_TRECHO DO TEXTO_
Marc 06/10/2022
É sabido que Conrad desejava refletir sobre o fim da juventude, como se passa à maturidade e como certos eventos podem ser vistos de maneiras diferentes, de acordo com o momento do qual olhamos. Mas o que significa exatamente essa passagem?
Desde o momento que o narrador se manifesta, entendemos que ele está já em outro ponto de sua vida, que ele já viveu o suficiente para saber que, quando jovem, pensava compreender por completo, mas que os acontecimentos o fizeram repensar. O Jovem não é só empolgado com as possibilidades, geralmente tolo sobre as dificuldades inerentes à vida, mas pensa, também, que será capaz de ter uma visão cristalina sobre todas as coisas o jovem capitão não suspeita que juntamente com o cargo que acabou de conquistar vem enormes responsabilidades e uma incontornável de incertezas.

_MATERIAL EXTRAÍDO_
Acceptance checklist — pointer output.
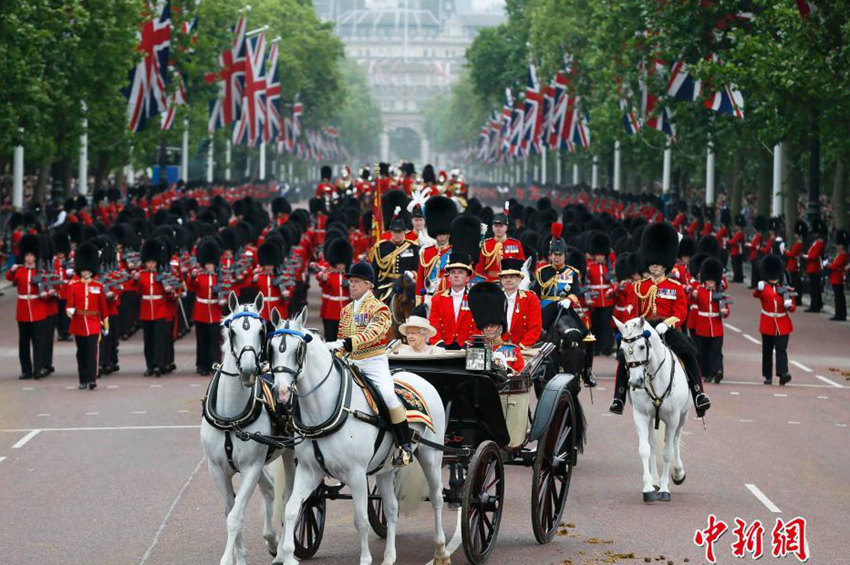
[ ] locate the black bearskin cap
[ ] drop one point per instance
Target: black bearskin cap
(659, 244)
(488, 303)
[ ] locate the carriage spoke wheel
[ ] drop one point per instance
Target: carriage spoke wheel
(311, 525)
(375, 512)
(483, 496)
(553, 470)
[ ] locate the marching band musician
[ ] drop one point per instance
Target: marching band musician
(775, 323)
(363, 332)
(523, 323)
(31, 310)
(664, 304)
(498, 247)
(88, 312)
(206, 314)
(488, 305)
(335, 295)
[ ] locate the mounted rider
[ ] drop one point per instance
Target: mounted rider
(363, 332)
(663, 302)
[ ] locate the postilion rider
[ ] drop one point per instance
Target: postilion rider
(363, 332)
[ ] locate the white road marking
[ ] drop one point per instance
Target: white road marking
(763, 499)
(174, 504)
(829, 381)
(455, 542)
(800, 366)
(23, 441)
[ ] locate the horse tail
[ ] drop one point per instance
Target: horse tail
(279, 477)
(410, 487)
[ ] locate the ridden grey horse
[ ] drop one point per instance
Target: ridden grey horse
(233, 392)
(659, 393)
(333, 439)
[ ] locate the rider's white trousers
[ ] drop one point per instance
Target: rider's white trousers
(377, 370)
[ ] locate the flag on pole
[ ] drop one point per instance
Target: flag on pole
(147, 95)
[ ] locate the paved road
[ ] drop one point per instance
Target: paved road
(117, 475)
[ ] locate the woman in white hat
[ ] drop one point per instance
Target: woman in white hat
(418, 331)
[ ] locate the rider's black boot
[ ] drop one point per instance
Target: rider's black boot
(404, 455)
(620, 384)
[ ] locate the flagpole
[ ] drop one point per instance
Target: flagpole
(83, 178)
(617, 166)
(184, 156)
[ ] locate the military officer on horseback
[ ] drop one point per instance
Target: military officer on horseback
(363, 332)
(663, 302)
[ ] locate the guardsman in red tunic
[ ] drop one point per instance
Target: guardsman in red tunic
(31, 311)
(450, 314)
(339, 254)
(599, 281)
(775, 323)
(88, 312)
(837, 272)
(711, 308)
(206, 313)
(498, 247)
(524, 315)
(813, 258)
(664, 304)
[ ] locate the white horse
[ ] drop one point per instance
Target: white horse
(306, 370)
(659, 391)
(232, 404)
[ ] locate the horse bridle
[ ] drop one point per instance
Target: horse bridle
(246, 316)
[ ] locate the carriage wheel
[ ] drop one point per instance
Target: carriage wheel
(311, 525)
(553, 468)
(375, 511)
(483, 497)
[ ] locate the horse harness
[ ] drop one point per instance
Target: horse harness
(648, 387)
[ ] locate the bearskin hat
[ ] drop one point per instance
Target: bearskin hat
(466, 236)
(599, 243)
(87, 258)
(488, 303)
(771, 267)
(687, 247)
(269, 254)
(659, 244)
(439, 213)
(709, 245)
(711, 270)
(338, 251)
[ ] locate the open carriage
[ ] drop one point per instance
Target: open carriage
(490, 425)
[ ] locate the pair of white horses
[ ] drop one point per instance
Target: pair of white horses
(304, 368)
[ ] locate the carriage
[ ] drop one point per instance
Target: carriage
(490, 425)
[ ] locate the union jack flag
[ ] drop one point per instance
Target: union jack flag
(249, 128)
(147, 95)
(226, 108)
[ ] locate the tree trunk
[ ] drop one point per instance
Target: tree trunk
(839, 195)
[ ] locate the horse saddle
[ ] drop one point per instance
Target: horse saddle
(414, 405)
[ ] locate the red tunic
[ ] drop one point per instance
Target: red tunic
(774, 316)
(87, 301)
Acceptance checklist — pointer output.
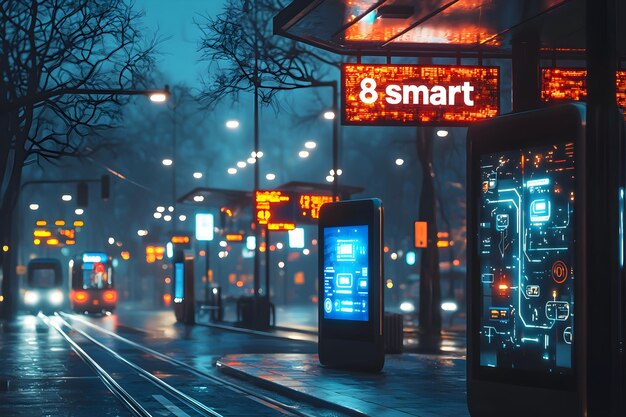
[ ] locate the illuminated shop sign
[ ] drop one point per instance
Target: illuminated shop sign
(418, 94)
(90, 257)
(274, 209)
(571, 84)
(280, 210)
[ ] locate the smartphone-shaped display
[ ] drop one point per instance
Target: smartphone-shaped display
(350, 285)
(524, 255)
(346, 277)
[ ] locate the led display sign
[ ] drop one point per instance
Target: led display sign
(274, 209)
(310, 205)
(346, 273)
(91, 257)
(418, 94)
(180, 239)
(234, 237)
(571, 84)
(526, 247)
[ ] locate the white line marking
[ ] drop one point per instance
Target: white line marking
(170, 406)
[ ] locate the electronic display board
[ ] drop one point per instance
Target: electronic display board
(281, 210)
(275, 210)
(526, 261)
(346, 278)
(179, 282)
(310, 205)
(386, 94)
(571, 84)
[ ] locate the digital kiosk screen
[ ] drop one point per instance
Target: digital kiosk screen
(346, 279)
(526, 258)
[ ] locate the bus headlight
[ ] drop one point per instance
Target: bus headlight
(31, 297)
(55, 297)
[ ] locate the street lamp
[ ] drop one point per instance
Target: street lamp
(232, 124)
(159, 97)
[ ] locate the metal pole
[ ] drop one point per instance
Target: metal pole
(174, 163)
(335, 142)
(601, 273)
(257, 259)
(206, 269)
(267, 265)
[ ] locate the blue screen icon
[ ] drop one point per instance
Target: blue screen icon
(346, 273)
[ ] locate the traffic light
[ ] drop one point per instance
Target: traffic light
(82, 194)
(105, 184)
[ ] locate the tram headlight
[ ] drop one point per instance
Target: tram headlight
(55, 297)
(31, 297)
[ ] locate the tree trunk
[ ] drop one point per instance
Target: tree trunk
(430, 285)
(9, 235)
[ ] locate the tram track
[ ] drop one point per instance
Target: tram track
(62, 320)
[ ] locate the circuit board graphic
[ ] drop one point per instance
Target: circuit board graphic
(526, 241)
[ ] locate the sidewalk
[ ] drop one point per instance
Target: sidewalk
(410, 384)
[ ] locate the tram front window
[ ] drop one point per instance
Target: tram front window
(96, 276)
(42, 278)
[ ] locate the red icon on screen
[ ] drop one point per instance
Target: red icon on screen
(559, 272)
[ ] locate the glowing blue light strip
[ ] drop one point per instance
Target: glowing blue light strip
(621, 227)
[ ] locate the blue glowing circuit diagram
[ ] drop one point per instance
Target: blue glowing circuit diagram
(526, 258)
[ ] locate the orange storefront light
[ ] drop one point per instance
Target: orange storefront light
(110, 296)
(180, 239)
(80, 297)
(559, 84)
(167, 299)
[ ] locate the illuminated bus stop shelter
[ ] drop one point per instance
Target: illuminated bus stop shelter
(557, 50)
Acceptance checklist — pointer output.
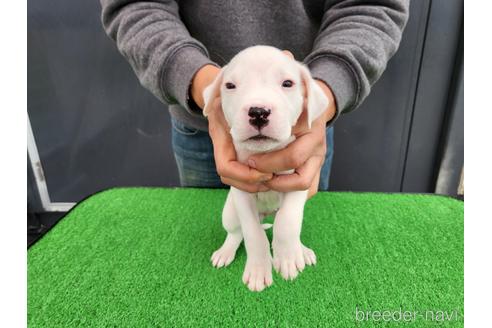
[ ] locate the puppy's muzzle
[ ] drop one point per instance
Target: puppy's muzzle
(258, 117)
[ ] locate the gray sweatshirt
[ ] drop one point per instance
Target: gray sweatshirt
(345, 43)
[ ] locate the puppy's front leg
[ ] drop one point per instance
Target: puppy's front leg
(289, 254)
(258, 270)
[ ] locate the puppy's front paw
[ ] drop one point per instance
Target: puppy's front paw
(258, 273)
(290, 258)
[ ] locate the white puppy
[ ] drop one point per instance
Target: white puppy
(263, 93)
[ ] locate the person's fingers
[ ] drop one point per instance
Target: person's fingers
(248, 187)
(314, 186)
(291, 157)
(301, 179)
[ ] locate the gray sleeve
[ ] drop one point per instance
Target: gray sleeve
(152, 37)
(354, 44)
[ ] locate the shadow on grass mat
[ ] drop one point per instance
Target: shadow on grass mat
(139, 257)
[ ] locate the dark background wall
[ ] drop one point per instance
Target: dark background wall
(96, 127)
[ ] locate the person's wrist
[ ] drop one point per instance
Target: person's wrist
(203, 78)
(332, 109)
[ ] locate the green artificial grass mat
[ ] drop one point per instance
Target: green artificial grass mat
(139, 257)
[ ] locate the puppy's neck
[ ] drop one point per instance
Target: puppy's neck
(244, 153)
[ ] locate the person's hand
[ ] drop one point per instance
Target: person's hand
(305, 155)
(231, 171)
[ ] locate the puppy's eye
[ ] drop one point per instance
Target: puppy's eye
(230, 85)
(287, 84)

_TAREFAS A FAZER_
a) Responda com base no trecho sobre Conrad:
(i) Quem não suspeita das responsabilidades que vêm junto com o cargo?
(ii) Que visão o jovem pensa que será capaz de ter?
(iii) O que o narrador já viveu o suficiente para saber?
b) Liste todos os temas sobre os quais Conrad desejava refletir, segundo o trecho sobre Conrad.
c) Reproduza a parte do trecho sobre Conrad que fica entre "Marc 06/10/2022" e "incontornável de incertezas.", inclusive.
As entradas não têm relação com o trecho sobre Conrad.

_RESPOSTAS EM ORDEM_
a)
(i) O jovem capitão.
(ii) Uma visão cristalina sobre todas as coisas.
(iii) Que, quando jovem, pensava compreender por completo, mas os acontecimentos o fizeram repensar.

b)
- O fim da juventude
- Como se passa à maturidade
- Como certos eventos podem ser vistos de maneiras diferentes, de acordo com o momento do qual olhamos

c)
Marc 06/10/2022
É sabido que Conrad desejava refletir sobre o fim da juventude, como se passa à maturidade e como certos eventos podem ser vistos de maneiras diferentes, de acordo com o momento do qual olhamos. Mas o que significa exatamente essa passagem?
Desde o momento que o narrador se manifesta, entendemos que ele está já em outro ponto de sua vida, que ele já viveu o suficiente para saber que, quando jovem, pensava compreender por completo, mas que os acontecimentos o fizeram repensar. O Jovem não é só empolgado com as possibilidades, geralmente tolo sobre as dificuldades inerentes à vida, mas pensa, também, que será capaz de ter uma visão cristalina sobre todas as coisas o jovem capitão não suspeita que juntamente com o cargo que acabou de conquistar vem enormes responsabilidades e uma incontornável de incertezas.